══ Document passage ══

Clothing that makes you skreek out

Along with the Timberland excrescence, there are hightop gym shoes (Chuck Taylors I believe they’re called now)-with a spike heel on them!
WTH?

Too high of heels squik me out–why can’t women walk, instead of teeter?
I second those nasty sweatshirts with the kitties/insert baby animal here–why are they made at all? I thought older folks were supposed to have some dignity, not look like super-annuated pre-schoolers.
Anything too big or too small on any body type whatsoever. No-those size 8 slacks do not make you look thinner if you’re a size 14 (and vice versa).
Ties that are either tied too short by the man or just are too short–these guys look like Stan, the Mailroom Clerk.

Short sleeved dress shirts for men–especially when worn with a tie (that is usually tied too short). Ugh.

T shirts that advertise your politcal leanings, (or worse, diss your opponent), make statements about your sex life, personal habits or life philosophy. Cluephone: a slogan read once in a catalogue may indeed be amusing. To be worn as if you are a walking billboard is not.

Clothes that persist in telling you who designed/marketed and overpriced this item–Hilfiger is one, Abercrombie is another. Yes, we know you manufacture clothes and sell them for outrageous prices–why should I advertise for you? (GAP is also guilty). I don’t mind a small embroidery or a discrete tag, but the ones that shout it to the world–why?

Colors that don’t match–strangely enough, I notice this more on women. Most men I know are either in blue jeans or in suits, so perhaps they don’t have the scope that women do. I’ve noticed alot of reds clashing lately, as well as shades of blue.

Thongs that show because the jeans are too low rider. Nothing says “I’m trash” like underwear hanging out-I don’t care how lovely the body. It looks cheap.

But thongs leave a line too. It’s quite visible! I often have a chuckle when out in public seeing girls with thongs on. I’m not talking about those trashy ones who have them hanging out over the top either, just the line of the thong itself being visible under the clothes.

What I hate to see are guys wearing capri pants. I see this way too much! They often have gigantic pockets. Hey guys, capri pants look silly on you! Either wear shorts or long pants.

Whoever said “goatees are the new mullet” a few months ago was spot on! It’s not daring anymore, it just looks mullety now.

I have to agree with whoever above mentioned ponchos. They seem to be fading now though. I guess people started noticing how silly they looked on other people and realized it didn’t work for them either. Not to mention how restrictive they are if you need to move your arms.

I do like ugg boots though. But I have loved them since I lived in Australia several years ago, I didn’t just jump on the bandwagon last season. When I say ugg boots I mean the real ugg boots, not the knock offs. I also have a ridiculous fondness for my drizabone.

Me too, but damned if I don’t feel conspicuous in it. :smiley:

Clothing that skreeks me out?

The aforementioned word-on-the-butt pants, especually if they say things like ‘sexy’. This goes for the tops that say ‘princess’ as well. If you have to tell people that you are sexy, you aren’t.

Loud shoes. If I’m standing at one end of a subway platform, and I can hear the click, clack, cleck of your shoes all the way down the stairs at the other end, even before you reach the platform, does that not indicate that maybe your shoes are announcing your position a little too efficiently? Way to let the muggers know you’re almost there, lady!

═══

Work to do = Transcribe the part of the text on off-putting clothing from "Clothing that skreeks" to "almost there, lady!".

══ Listed records ══

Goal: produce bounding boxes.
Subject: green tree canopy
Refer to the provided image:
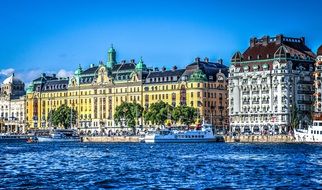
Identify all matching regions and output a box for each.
[172,105,198,126]
[48,104,77,129]
[114,102,143,127]
[144,101,173,125]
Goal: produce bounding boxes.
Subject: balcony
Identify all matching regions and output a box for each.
[297,90,314,94]
[297,100,313,104]
[243,101,250,105]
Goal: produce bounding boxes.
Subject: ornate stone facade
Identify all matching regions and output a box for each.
[0,74,26,133]
[228,35,315,133]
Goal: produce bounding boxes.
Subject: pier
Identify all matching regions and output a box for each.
[81,135,295,143]
[81,136,139,143]
[224,135,295,143]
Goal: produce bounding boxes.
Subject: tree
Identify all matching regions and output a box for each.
[291,104,300,130]
[172,105,198,126]
[48,104,77,129]
[114,102,143,127]
[144,101,173,125]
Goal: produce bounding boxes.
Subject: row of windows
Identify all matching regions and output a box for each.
[311,130,322,135]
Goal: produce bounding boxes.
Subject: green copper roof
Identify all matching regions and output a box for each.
[74,64,83,75]
[135,57,146,70]
[27,82,34,93]
[189,69,207,82]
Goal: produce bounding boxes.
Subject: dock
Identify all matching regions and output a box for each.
[81,136,139,143]
[81,135,295,143]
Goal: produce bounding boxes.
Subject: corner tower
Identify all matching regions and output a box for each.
[107,44,116,68]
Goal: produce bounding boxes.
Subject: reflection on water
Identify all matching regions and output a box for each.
[0,143,322,189]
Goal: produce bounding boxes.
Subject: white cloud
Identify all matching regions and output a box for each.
[0,68,15,76]
[57,69,73,77]
[0,68,74,86]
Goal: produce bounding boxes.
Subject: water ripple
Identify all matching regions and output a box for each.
[0,143,322,189]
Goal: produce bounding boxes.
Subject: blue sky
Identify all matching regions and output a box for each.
[0,0,322,82]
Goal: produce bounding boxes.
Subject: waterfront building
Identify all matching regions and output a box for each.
[27,47,228,132]
[313,45,322,121]
[228,35,315,133]
[0,74,25,133]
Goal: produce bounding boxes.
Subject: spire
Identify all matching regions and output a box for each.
[107,44,116,68]
[135,56,146,71]
[74,64,83,75]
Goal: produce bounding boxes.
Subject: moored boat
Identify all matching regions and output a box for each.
[0,134,32,143]
[294,120,322,143]
[36,130,80,142]
[144,124,224,143]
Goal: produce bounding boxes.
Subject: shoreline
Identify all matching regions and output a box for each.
[81,135,299,143]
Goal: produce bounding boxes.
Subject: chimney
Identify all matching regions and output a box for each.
[249,38,257,47]
[276,34,283,44]
[262,36,269,46]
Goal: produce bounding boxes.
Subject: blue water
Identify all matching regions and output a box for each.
[0,143,322,189]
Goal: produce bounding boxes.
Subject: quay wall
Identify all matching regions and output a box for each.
[81,136,139,143]
[224,135,295,143]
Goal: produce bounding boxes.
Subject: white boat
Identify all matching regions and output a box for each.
[144,124,224,143]
[294,121,322,142]
[0,133,33,143]
[36,130,80,142]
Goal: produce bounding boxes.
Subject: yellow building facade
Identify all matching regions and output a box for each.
[26,47,228,131]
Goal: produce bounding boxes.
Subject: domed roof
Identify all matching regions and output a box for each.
[108,44,116,53]
[74,64,83,75]
[317,45,322,55]
[135,57,146,70]
[2,73,23,84]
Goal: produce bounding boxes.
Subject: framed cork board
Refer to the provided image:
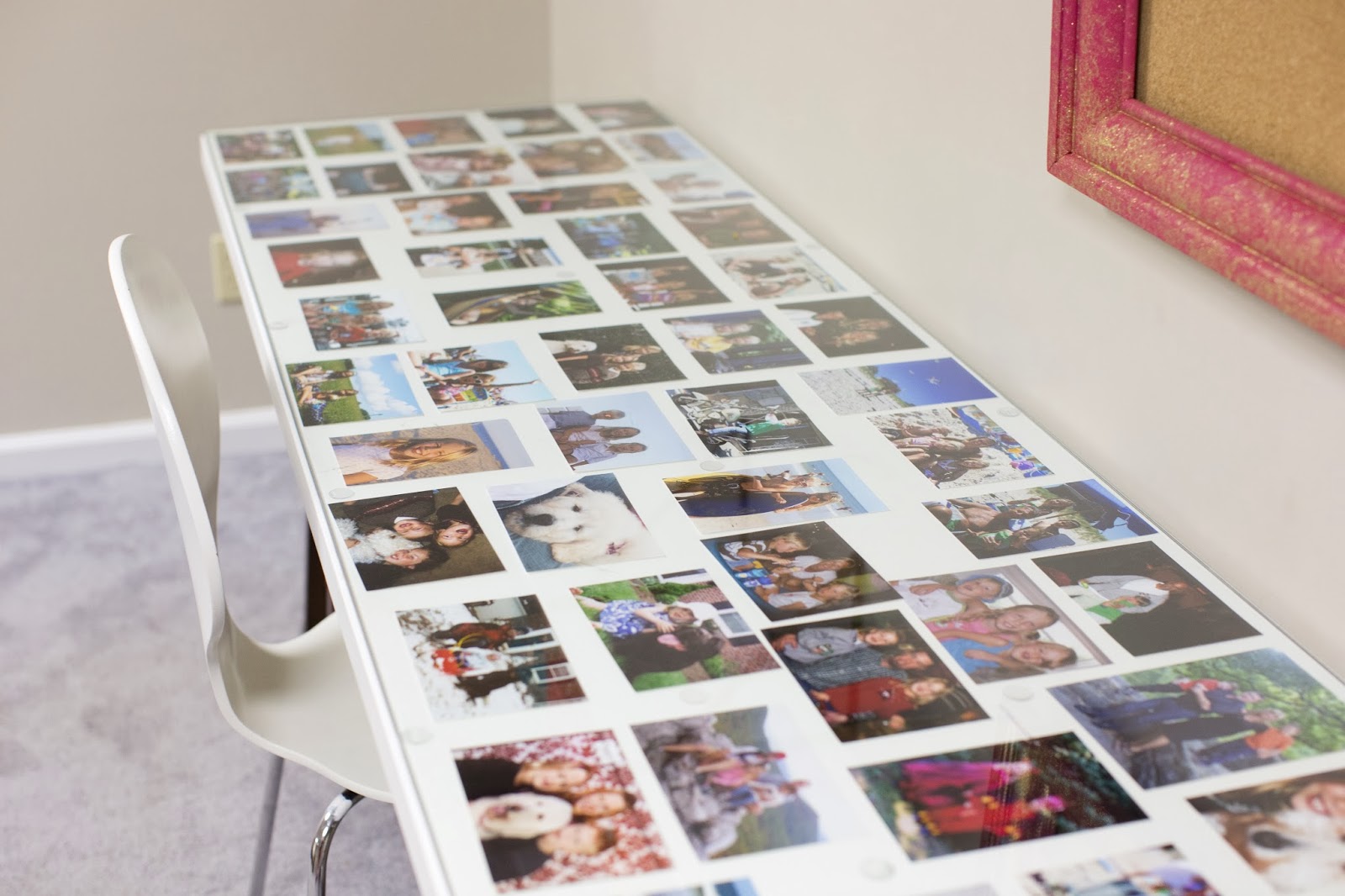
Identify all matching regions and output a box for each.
[1047,0,1345,345]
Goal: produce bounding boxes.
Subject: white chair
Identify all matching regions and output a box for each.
[108,235,392,896]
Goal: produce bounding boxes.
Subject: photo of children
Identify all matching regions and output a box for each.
[435,280,601,327]
[701,522,897,621]
[776,296,926,358]
[663,459,886,535]
[892,567,1111,683]
[536,392,691,472]
[1033,540,1260,656]
[664,311,809,372]
[632,706,825,860]
[762,609,986,741]
[406,342,551,410]
[453,730,672,893]
[393,192,509,237]
[538,324,686,392]
[285,356,421,426]
[570,569,778,690]
[852,733,1146,861]
[799,358,995,414]
[1190,770,1345,896]
[332,419,533,486]
[715,246,842,298]
[330,488,504,591]
[869,405,1051,488]
[406,237,561,277]
[668,379,831,457]
[599,258,729,311]
[489,473,663,572]
[926,479,1155,560]
[1051,650,1345,787]
[1022,846,1219,896]
[672,203,791,249]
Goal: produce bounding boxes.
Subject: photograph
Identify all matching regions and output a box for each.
[538,324,686,392]
[1051,650,1345,787]
[330,488,504,591]
[285,356,421,426]
[1190,770,1345,896]
[892,567,1111,685]
[926,479,1157,560]
[332,419,533,486]
[488,473,663,572]
[570,569,778,690]
[663,459,886,535]
[701,522,899,621]
[715,246,845,298]
[435,280,601,327]
[850,733,1147,861]
[536,392,691,472]
[1033,540,1262,656]
[269,238,378,288]
[599,258,729,311]
[776,298,926,358]
[663,311,809,372]
[298,293,421,350]
[406,237,561,277]
[869,405,1052,488]
[393,192,509,237]
[406,342,551,410]
[453,730,672,893]
[397,594,583,721]
[668,379,831,457]
[762,609,986,741]
[632,706,825,860]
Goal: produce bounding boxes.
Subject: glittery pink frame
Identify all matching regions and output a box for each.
[1047,0,1345,345]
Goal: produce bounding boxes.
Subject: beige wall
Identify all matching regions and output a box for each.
[553,0,1345,670]
[0,0,550,432]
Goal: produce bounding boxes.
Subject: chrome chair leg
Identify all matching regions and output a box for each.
[308,790,365,896]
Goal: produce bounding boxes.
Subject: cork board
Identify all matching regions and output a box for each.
[1135,0,1345,195]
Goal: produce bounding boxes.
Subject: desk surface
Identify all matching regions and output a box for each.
[202,103,1345,896]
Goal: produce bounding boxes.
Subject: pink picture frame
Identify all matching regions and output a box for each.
[1047,0,1345,345]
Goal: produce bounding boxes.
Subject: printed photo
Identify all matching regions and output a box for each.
[599,258,729,311]
[762,609,986,741]
[776,298,926,358]
[852,733,1147,861]
[540,324,686,392]
[397,594,583,721]
[489,473,663,572]
[892,567,1111,683]
[926,479,1155,560]
[869,405,1051,488]
[632,706,825,860]
[570,569,778,690]
[406,342,551,410]
[332,419,533,486]
[536,392,691,472]
[1051,650,1345,787]
[298,293,421,350]
[435,280,601,327]
[663,459,886,535]
[799,358,995,414]
[285,356,421,426]
[1033,540,1260,656]
[715,246,843,298]
[453,730,672,893]
[664,311,809,372]
[701,522,897,621]
[668,379,831,457]
[331,488,504,591]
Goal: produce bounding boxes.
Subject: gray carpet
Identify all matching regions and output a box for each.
[0,453,415,896]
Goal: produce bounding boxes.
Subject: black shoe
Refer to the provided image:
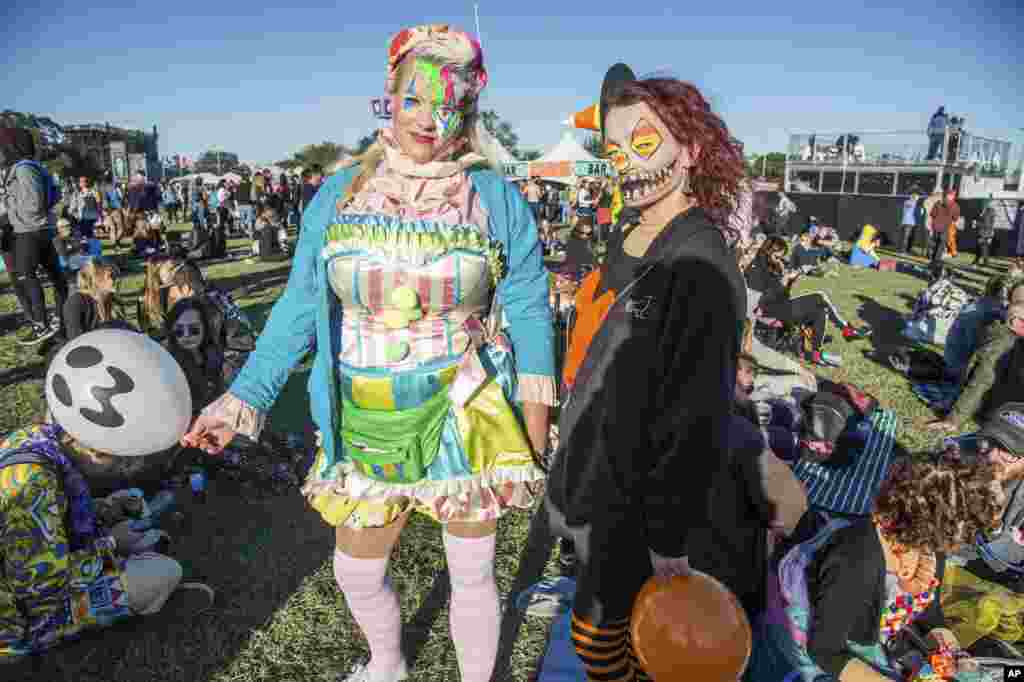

═══

Problem solution =
Clothing that skreeks me out?

The aforementioned word-on-the-butt pants, especually if they say things like ‘sexy’. This goes for the tops that say ‘princess’ as well. If you have to tell people that you are sexy, you aren’t.

Loud shoes. If I’m standing at one end of a subway platform, and I can hear the click, clack, cleck of your shoes all the way down the stairs at the other end, even before you reach the platform, does that not indicate that maybe your shoes are announcing your position a little too efficiently? Way to let the muggers know you’re almost there, lady!